● WRITTEN EXERCISE
Please reproduce the passage of the Şevket Altuğ text between "Altuğ acted in" and "series in Turkey.", inclusive, switching "cinema films" to "feature films".

● TEXT PROVIDED
- Born: 13 March 1943 (age 83) Bandırma, Turkey
- Occupation: Actor
- Years active: 1962–2002
- Spouse: Jale Altuğ ​(m. 1971)​
- Children: 2

= Şevket Altuğ =

Turkish actor (born 1943)

Şevket Altuğ (born 13 March 1943) is a Turkish actor.

==Biography==
Altuğ was born in Bandırma and grew up in Istanbul where he studied at Galatasaray High School. He began his theatre career in 1962 and worked continuously for five years at AEG. He married fellow theatre actress Jale Altuğ in 1971 and became the father of two children.

Altuğ acted in many cinema films in the 1970s and 1980s including Kapıcılar Kralı, Meraklı Köfteci, Aile Şerefi, Hasip ile Nasip, Mağlup Edilemeyenler, Şabanoğlu Şaban, Gülen Gözler, Hababam Sınıfı Dokuz Doğuruyor, Düşman, Dolap Beygiri, Yedi Bela Hüsnü, Şekerpare and Tokatçı. After making his television debut in Seyehatname, he played the part of Şakir in the comedy series Perihan Abla. Beginning in 1993, he played the lead role of Fikret ("Fiko") in Süper Baba which became one of the popular and beloved television series in Turkey.

● GIVEN RECORDS

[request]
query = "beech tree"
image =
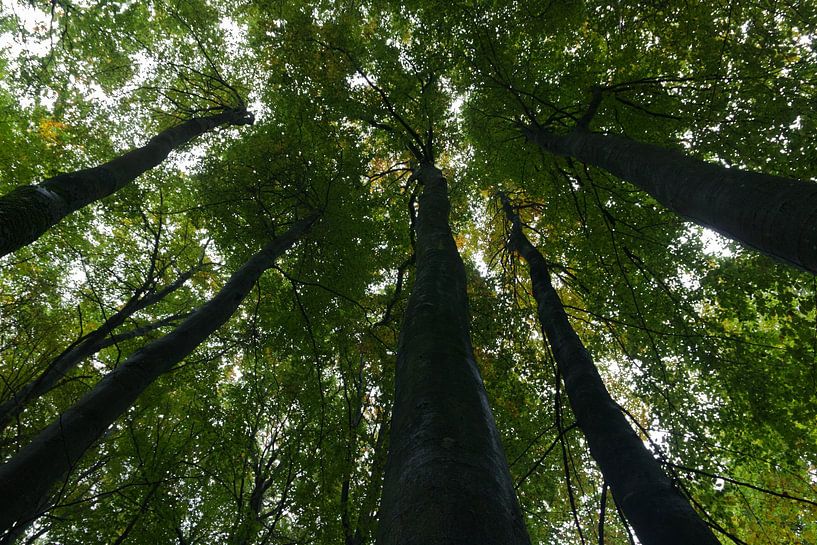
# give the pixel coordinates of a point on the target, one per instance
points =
(387, 380)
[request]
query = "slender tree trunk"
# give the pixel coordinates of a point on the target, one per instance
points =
(90, 344)
(775, 215)
(28, 476)
(657, 511)
(447, 480)
(29, 211)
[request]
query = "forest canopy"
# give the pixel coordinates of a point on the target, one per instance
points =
(372, 272)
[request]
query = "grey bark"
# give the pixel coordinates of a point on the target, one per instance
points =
(30, 474)
(655, 508)
(29, 211)
(446, 480)
(88, 345)
(773, 214)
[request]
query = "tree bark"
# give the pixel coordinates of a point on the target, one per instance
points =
(27, 212)
(657, 511)
(29, 475)
(90, 344)
(447, 480)
(775, 215)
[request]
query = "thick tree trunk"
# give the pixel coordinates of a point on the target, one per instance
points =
(29, 211)
(775, 215)
(656, 510)
(90, 344)
(28, 476)
(447, 480)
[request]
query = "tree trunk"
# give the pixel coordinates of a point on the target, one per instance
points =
(656, 510)
(29, 211)
(447, 480)
(775, 215)
(29, 475)
(90, 344)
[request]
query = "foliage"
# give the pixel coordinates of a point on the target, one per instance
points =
(275, 429)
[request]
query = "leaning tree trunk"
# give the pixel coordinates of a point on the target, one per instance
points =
(656, 509)
(775, 215)
(446, 479)
(29, 475)
(29, 211)
(85, 347)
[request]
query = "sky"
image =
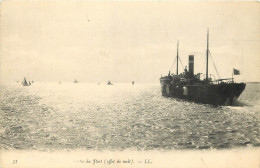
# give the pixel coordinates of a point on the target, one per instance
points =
(51, 41)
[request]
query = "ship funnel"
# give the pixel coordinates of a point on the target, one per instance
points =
(191, 65)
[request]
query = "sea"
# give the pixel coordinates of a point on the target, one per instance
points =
(88, 116)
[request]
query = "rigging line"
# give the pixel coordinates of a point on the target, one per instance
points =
(173, 63)
(181, 63)
(214, 65)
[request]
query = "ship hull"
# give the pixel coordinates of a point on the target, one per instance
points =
(215, 94)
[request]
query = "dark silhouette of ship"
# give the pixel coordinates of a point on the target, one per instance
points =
(189, 86)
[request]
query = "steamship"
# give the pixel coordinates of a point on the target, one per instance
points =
(189, 86)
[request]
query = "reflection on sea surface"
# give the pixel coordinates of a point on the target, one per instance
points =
(49, 116)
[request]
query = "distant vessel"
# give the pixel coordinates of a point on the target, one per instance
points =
(188, 86)
(25, 83)
(109, 83)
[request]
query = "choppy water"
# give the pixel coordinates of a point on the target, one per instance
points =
(49, 116)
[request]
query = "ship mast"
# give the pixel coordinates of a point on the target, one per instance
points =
(177, 57)
(207, 56)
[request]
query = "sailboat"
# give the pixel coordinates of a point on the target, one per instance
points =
(109, 83)
(189, 86)
(25, 83)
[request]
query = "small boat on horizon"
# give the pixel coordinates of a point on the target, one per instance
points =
(109, 83)
(25, 83)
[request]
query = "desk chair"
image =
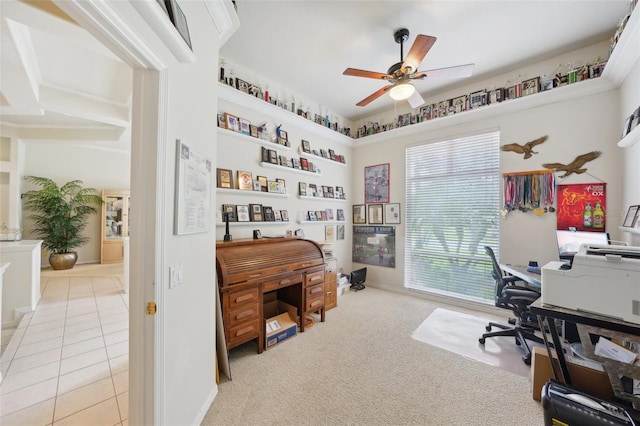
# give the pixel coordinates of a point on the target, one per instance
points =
(517, 298)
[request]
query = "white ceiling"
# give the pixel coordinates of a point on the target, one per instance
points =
(54, 75)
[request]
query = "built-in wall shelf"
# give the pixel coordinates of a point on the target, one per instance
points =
(631, 138)
(278, 114)
(251, 193)
(291, 169)
(629, 230)
(243, 137)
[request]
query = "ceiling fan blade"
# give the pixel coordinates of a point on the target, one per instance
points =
(367, 74)
(459, 71)
(415, 100)
(418, 51)
(375, 95)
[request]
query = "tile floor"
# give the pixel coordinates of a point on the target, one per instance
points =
(68, 361)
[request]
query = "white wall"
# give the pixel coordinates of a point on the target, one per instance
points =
(96, 167)
(574, 127)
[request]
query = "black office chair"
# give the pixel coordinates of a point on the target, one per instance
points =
(517, 298)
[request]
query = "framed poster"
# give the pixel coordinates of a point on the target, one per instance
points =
(376, 183)
(192, 204)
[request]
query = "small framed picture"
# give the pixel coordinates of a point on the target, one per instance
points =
(224, 178)
(231, 122)
(631, 218)
(255, 212)
(230, 211)
(375, 214)
(244, 126)
(392, 213)
(359, 213)
(245, 180)
(242, 211)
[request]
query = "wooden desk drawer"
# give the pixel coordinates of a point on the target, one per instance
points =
(242, 297)
(281, 282)
(316, 277)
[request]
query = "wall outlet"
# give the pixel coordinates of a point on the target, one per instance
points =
(175, 275)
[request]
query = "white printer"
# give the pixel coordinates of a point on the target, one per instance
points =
(603, 279)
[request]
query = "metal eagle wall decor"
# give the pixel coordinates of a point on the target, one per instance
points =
(526, 149)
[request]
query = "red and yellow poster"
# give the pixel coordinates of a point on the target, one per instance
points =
(582, 206)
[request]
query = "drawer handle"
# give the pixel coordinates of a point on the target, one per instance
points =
(243, 298)
(245, 330)
(244, 314)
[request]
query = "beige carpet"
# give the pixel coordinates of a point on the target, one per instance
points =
(458, 333)
(361, 367)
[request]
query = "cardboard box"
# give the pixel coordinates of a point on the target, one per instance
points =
(585, 379)
(280, 320)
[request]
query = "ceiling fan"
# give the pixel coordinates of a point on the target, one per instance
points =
(401, 74)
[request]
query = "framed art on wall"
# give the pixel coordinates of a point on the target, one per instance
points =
(376, 183)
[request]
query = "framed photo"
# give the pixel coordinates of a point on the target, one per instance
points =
(263, 183)
(392, 213)
(255, 212)
(631, 218)
(224, 178)
(245, 180)
(376, 183)
(243, 213)
(375, 214)
(178, 20)
(359, 213)
(230, 210)
(244, 126)
(231, 122)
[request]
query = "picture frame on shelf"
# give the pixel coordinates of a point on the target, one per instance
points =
(242, 211)
(245, 180)
(255, 213)
(392, 213)
(375, 214)
(376, 183)
(244, 126)
(359, 214)
(231, 122)
(224, 178)
(263, 183)
(631, 219)
(230, 209)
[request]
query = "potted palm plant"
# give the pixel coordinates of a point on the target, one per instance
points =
(60, 215)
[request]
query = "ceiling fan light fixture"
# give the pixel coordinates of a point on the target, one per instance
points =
(402, 91)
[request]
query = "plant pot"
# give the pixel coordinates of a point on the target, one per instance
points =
(61, 261)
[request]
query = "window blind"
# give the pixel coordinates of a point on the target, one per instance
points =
(452, 212)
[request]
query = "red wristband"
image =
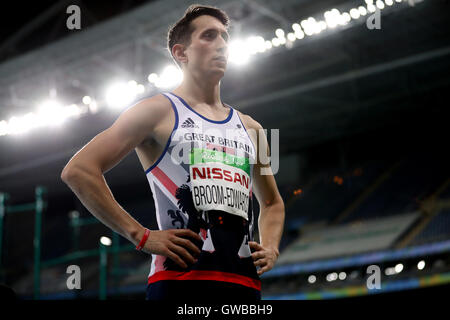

● WRITTEN ANSWER
Altuğ acted in many feature films in the 1970s and 1980s including Kapıcılar Kralı, Meraklı Köfteci, Aile Şerefi, Hasip ile Nasip, Mağlup Edilemeyenler, Şabanoğlu Şaban, Gülen Gözler, Hababam Sınıfı Dokuz Doğuruyor, Düşman, Dolap Beygiri, Yedi Bela Hüsnü, Şekerpare and Tokatçı. After making his television debut in Seyehatname, he played the part of Şakir in the comedy series Perihan Abla. Beginning in 1993, he played the lead role of Fikret ("Fiko") in Süper Baba which became one of the popular and beloved television series in Turkey.